Given task A :: Gather every line of the entries that contains the string "brick", matching case exactly.

As a global financial city, London has been facing an increased demand for commercial office space. Consequently, it has been building significant skyscrapers [41]. Despite the recent Brexit fears and continuing objection by local communities, tall building construction in London continues with full force. In his article “London’s Future Skyline: the 455 New Skyscrapers Turning our Capital into Manhattan,” Patrick Scott (2017) explains, “More tall buildings were constructed in London last year than ever before with 26 opening their doors and 455 more in the pipeline, according to new industry research” [42]. The Shard (306 m (1004 ft)) in 2013, 110 Bishopsgate (230 m (755 ft)) in 2011, Leadenhall Building (224 m (735 ft)) in 2014, and 20 Fenchurch (160 m (525 ft)) in 2014 are among the significantly tall buildings developed recently in London [8,43]. Overall, in the first two decades of the 21st century, London will add 80 skyscrapers to the 23 skyscrapers it built previously. Furthermore, 21 of these new skyscrapers are located in Canary Warf, a new mixed-use area east of London’s downtown, while the rest are scattered in the downtown north and south of the Thomas River (Figure 7). London added only eight 200 m+ skyscrapers including four in Canary Wharf and four in the downtown with only one of a height greater than 300 m. The average height of the 10 tallest skyscrapers in 2000 and 2020 will increase from 142 m to 281 m, equaling a 198% increase (Table 17).

3.2.2. Moscow

Among all Russian cities, Moscow has been very active in constructing tall buildings. New buildings were spread out in multiple centers, which reinforce the polycentric nature of the city. Remarkably, Moscow International Business Center (also known as Moscow City) has some of Europe’s tallest buildings with the following ranks: first, second, third, fifth, sixth, and seventh [3]. When completed in 2016, Federation Towers—Vostok Tower (374 m/1227 feet) became the tallest building in Russia and Europe. Overall, in the first two decades of the 21st Century, Moscow will add 151 skyscrapers to the 31 skyscrapers it built previously (Figure 8). The average height of the 10 tallest skyscrapers in 2000 and 2020 will increase from 164 m to 314 m, equaling a 191% increase (Table 18).

Given task B :: According to the text on London and Moscow skyscrapers, which building became the tallest in Russia and Europe when completed in 2016?

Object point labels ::
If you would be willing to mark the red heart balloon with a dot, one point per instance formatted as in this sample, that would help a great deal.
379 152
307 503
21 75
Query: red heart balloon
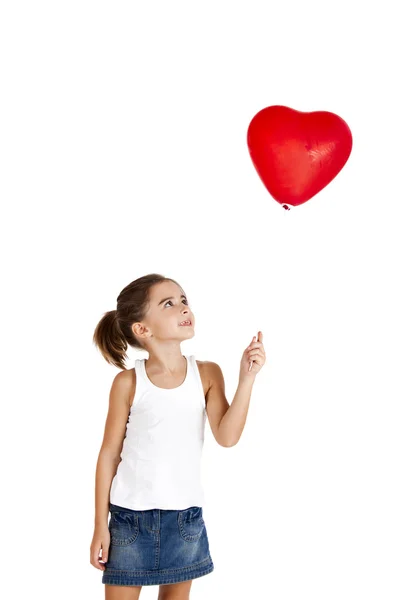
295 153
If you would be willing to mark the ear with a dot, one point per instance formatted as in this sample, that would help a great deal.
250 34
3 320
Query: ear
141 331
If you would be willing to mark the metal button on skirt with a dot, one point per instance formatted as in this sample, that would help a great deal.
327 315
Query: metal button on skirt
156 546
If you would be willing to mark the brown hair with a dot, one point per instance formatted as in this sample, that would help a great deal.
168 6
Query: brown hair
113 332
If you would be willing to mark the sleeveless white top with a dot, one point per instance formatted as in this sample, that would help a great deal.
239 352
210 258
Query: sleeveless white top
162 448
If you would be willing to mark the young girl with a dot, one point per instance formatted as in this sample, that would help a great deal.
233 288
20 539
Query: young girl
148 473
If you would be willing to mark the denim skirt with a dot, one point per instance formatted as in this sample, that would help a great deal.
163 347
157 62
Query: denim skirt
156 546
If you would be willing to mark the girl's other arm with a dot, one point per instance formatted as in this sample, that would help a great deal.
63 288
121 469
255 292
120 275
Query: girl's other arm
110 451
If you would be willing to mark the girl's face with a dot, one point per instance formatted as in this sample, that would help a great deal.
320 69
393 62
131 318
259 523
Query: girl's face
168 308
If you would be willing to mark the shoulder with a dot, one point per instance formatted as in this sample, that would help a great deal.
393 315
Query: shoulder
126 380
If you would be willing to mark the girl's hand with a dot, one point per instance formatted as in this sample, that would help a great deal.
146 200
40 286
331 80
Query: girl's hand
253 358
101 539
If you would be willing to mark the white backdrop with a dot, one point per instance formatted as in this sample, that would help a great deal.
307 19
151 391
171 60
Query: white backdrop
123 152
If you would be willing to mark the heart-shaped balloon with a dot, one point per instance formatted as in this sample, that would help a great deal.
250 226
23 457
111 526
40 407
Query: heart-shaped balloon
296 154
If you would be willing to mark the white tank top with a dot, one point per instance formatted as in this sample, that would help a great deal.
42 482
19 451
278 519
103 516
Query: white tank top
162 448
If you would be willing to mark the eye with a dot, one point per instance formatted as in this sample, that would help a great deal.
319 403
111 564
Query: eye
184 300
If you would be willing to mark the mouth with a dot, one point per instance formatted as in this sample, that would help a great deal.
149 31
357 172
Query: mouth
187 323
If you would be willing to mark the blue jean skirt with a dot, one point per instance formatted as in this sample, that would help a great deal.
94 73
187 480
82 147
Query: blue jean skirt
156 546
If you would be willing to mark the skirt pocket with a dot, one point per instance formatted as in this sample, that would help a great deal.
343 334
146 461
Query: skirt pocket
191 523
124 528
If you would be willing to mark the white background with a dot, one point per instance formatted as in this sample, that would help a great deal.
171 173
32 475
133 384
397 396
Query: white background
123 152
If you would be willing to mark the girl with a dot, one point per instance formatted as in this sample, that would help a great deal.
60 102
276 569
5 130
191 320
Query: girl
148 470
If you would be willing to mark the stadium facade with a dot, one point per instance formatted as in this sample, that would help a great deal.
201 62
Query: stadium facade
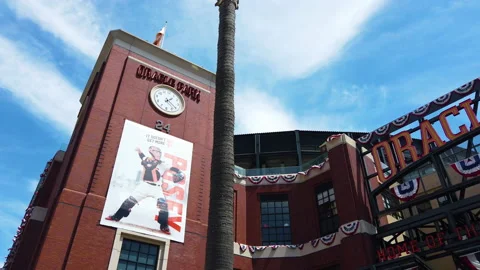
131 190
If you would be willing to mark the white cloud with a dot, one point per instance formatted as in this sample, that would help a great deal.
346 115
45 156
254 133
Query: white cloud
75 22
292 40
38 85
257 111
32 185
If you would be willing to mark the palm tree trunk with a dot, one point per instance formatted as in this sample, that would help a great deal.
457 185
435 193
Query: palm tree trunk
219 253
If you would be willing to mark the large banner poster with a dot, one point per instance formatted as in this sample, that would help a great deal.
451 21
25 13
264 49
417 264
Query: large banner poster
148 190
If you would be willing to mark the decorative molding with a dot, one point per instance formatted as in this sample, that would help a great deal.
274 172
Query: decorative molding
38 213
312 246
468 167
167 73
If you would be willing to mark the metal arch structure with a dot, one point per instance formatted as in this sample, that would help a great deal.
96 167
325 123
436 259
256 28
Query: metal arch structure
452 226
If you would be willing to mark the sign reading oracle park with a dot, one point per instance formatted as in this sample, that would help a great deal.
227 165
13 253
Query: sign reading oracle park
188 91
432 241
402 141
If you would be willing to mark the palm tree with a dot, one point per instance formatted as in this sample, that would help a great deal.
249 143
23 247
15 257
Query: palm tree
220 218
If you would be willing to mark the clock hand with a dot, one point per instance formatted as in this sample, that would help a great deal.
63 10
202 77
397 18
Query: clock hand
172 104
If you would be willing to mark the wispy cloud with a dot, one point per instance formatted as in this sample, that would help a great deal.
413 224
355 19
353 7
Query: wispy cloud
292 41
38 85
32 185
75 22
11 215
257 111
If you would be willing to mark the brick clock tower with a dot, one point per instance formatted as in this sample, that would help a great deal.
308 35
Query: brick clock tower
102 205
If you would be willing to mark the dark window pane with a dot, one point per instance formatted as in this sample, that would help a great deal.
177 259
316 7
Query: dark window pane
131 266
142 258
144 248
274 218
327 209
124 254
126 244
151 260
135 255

Written solution A ::
If you would be willing to mark the brick clock tower with a dot, one point per instance formatted as in this sample, that would help a great deal.
Query: brick clock tower

Written solution B :: Federation Towers—Vostok Tower (374 m/1227 feet).